- **Task instructions**:
Looking at each line of the data below, tally those that contain the word "backpack" and give only the total.

***

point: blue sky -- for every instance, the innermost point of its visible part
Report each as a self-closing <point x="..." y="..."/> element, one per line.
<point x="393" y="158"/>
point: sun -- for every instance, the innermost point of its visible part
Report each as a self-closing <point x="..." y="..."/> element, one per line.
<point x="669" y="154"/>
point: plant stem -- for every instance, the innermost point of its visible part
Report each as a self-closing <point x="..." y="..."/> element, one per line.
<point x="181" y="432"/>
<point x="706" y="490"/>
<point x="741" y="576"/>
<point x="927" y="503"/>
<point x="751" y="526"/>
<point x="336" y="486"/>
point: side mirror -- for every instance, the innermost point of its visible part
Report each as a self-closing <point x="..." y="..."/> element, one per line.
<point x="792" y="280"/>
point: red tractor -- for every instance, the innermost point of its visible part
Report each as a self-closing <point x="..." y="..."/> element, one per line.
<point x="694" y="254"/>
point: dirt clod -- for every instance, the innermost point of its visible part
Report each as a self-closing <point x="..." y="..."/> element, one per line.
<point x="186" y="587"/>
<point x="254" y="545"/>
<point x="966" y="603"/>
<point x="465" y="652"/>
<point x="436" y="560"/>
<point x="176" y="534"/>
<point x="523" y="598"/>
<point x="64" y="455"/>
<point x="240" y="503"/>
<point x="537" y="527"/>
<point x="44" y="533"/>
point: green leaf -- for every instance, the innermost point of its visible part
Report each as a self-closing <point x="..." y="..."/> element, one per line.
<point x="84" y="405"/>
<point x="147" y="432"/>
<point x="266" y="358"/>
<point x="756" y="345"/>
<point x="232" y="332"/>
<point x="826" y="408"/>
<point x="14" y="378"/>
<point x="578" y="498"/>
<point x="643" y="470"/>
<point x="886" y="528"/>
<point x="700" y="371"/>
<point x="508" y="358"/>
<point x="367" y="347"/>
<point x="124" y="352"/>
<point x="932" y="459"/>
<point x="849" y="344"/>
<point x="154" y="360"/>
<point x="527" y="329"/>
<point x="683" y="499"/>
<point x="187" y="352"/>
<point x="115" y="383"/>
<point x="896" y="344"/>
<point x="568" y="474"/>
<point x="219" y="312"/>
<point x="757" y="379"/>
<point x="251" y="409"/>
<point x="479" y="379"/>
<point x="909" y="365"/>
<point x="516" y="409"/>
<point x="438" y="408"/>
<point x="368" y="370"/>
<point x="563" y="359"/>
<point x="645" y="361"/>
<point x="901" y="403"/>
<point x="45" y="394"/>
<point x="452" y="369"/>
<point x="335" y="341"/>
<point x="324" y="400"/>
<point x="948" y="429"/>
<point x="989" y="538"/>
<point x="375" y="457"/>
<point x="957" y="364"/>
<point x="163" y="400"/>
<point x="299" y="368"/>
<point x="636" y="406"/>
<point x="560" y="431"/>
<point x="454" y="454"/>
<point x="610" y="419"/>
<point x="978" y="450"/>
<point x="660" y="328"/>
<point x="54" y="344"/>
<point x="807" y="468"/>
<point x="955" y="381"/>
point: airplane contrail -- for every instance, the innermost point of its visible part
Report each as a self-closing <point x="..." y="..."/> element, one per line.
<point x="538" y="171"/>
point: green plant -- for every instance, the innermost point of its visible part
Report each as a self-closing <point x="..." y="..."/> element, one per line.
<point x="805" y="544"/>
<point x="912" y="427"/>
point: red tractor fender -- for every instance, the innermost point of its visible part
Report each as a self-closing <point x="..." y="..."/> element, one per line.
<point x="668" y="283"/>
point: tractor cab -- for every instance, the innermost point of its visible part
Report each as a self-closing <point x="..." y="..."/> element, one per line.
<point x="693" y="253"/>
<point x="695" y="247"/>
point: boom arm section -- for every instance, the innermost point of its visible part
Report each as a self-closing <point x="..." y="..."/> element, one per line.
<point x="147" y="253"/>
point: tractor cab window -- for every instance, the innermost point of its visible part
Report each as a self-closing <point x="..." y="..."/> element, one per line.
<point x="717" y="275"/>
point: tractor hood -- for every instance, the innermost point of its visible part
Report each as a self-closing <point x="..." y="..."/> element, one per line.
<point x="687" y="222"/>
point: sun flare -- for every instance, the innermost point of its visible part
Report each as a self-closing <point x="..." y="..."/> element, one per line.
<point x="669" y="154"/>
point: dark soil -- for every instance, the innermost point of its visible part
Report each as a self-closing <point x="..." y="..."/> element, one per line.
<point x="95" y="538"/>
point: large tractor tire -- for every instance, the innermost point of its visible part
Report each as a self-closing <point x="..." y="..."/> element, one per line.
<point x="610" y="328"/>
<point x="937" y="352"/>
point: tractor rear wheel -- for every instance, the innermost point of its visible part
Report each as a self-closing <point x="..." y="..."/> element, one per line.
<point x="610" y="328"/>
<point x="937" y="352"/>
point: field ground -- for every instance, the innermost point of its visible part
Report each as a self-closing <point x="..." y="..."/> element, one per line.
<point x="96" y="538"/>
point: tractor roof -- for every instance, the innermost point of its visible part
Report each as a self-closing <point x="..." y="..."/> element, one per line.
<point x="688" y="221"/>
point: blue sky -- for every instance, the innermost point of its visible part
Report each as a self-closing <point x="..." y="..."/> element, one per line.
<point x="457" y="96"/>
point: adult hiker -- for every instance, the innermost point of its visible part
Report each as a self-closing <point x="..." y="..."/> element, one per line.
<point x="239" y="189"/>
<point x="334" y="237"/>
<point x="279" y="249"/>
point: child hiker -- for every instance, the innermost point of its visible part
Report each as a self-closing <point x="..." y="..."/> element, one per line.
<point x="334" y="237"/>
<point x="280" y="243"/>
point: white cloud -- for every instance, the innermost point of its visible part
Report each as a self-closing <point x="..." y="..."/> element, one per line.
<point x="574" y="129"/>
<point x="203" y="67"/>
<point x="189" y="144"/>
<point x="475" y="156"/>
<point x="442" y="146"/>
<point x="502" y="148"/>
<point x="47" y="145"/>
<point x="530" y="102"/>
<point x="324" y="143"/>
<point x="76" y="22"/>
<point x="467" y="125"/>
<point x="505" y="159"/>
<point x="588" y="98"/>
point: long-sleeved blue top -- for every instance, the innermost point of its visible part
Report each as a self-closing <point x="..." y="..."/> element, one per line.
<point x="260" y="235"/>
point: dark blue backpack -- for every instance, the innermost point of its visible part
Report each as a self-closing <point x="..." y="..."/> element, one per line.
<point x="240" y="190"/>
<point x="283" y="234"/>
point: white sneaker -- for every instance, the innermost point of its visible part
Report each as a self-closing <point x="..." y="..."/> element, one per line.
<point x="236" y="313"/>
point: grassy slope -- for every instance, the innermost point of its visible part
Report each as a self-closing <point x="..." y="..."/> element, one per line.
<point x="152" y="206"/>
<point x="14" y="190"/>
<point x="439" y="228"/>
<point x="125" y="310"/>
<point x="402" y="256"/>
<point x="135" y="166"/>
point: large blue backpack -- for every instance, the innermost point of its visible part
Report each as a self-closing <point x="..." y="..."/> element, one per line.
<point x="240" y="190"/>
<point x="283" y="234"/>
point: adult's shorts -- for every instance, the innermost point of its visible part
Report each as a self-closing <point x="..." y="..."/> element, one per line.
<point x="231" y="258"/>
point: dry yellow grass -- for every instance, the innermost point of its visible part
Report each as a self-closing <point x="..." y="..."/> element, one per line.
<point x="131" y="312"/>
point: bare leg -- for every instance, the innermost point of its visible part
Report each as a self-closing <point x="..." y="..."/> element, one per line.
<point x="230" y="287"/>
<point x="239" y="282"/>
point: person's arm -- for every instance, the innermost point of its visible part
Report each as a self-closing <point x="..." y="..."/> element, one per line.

***

- **Response box**:
2